* **Extracted data**:
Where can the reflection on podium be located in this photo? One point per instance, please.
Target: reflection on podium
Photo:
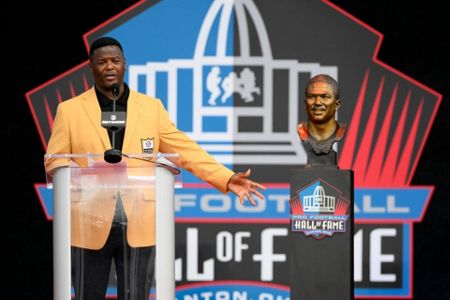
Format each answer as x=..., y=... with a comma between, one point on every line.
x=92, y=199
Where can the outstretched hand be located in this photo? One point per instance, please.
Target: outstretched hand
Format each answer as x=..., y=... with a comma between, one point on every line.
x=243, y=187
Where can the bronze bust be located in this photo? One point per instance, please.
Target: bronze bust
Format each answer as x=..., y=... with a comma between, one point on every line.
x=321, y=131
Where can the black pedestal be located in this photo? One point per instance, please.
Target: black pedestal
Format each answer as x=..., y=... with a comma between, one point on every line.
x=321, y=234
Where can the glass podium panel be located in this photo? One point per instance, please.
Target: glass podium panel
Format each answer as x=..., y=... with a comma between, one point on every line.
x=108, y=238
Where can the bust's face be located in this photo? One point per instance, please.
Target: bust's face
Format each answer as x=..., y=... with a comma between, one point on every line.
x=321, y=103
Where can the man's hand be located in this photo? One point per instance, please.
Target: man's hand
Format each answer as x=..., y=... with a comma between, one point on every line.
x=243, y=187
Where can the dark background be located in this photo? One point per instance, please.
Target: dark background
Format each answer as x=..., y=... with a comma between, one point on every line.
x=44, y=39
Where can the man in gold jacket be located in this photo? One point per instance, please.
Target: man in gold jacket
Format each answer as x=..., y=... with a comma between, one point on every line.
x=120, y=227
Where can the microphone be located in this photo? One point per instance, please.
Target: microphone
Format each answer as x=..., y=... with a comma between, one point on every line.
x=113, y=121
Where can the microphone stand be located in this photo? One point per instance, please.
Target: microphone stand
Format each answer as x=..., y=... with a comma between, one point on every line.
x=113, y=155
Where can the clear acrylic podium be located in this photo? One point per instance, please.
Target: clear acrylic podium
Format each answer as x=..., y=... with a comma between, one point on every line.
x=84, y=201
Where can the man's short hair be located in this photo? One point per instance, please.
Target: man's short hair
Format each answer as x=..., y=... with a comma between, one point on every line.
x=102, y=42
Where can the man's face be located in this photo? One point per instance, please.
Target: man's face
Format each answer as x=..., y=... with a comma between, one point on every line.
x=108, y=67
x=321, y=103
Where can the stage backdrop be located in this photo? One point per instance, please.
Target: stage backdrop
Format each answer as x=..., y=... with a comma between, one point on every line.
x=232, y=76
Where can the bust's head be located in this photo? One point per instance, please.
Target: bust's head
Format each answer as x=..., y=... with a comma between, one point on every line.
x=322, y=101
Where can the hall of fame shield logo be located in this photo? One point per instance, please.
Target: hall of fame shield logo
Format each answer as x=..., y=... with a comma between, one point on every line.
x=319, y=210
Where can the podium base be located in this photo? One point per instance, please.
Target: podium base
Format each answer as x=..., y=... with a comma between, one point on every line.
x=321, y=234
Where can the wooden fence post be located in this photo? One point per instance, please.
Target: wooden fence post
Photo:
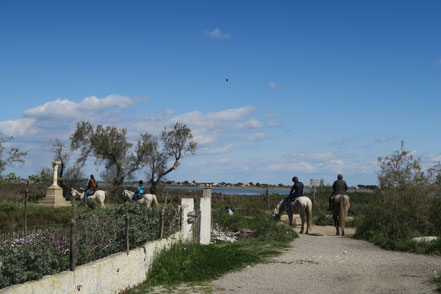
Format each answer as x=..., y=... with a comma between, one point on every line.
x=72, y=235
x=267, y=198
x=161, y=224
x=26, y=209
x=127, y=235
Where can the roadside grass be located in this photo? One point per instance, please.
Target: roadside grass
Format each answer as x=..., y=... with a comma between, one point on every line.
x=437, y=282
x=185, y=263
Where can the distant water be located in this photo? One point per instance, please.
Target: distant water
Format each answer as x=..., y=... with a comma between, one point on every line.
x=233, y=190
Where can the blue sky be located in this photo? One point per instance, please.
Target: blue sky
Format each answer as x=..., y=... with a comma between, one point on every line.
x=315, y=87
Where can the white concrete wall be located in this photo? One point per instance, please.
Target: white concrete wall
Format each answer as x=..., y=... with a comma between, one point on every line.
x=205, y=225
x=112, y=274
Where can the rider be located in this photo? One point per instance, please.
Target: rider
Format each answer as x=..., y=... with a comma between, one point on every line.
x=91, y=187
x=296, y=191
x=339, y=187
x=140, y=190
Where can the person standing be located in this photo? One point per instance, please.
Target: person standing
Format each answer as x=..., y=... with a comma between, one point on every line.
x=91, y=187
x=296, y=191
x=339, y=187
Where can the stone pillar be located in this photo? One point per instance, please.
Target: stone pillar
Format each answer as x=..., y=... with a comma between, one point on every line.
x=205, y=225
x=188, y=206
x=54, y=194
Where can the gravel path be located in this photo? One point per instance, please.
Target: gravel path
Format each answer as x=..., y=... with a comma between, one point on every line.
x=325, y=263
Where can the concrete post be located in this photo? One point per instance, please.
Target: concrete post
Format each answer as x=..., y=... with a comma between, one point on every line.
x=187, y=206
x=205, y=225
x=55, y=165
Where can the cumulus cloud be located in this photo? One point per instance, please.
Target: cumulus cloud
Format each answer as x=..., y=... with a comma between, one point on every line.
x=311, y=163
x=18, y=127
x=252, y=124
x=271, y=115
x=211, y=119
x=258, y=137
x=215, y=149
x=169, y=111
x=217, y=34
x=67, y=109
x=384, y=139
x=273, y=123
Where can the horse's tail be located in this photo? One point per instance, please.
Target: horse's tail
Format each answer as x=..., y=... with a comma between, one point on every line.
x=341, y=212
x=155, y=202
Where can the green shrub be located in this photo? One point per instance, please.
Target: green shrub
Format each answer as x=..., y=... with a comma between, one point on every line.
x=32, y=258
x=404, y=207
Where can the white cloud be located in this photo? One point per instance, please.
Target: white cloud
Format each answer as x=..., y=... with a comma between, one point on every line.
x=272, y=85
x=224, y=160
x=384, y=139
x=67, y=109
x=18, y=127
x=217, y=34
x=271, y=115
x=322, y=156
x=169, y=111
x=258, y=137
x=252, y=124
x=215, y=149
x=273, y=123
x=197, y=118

* **Exercise brief**:
Quote exactly the line containing "Where can the green" and every later line through the end of the listing, and no other lines.

* **Answer to this task**:
Where can the green shrub be located in this photo? One point per instance, please.
Target: green shrub
Format each answer as x=..., y=... with a comma between, one point on every line.
x=32, y=258
x=404, y=207
Where can the white cloud be located in this photo? One point per instance, please.
Target: white cloud
Format each answer as x=..., y=... with a comma between, one point on every line.
x=272, y=85
x=224, y=160
x=384, y=139
x=67, y=109
x=18, y=127
x=217, y=34
x=271, y=115
x=322, y=156
x=169, y=111
x=258, y=137
x=252, y=124
x=215, y=149
x=273, y=123
x=197, y=118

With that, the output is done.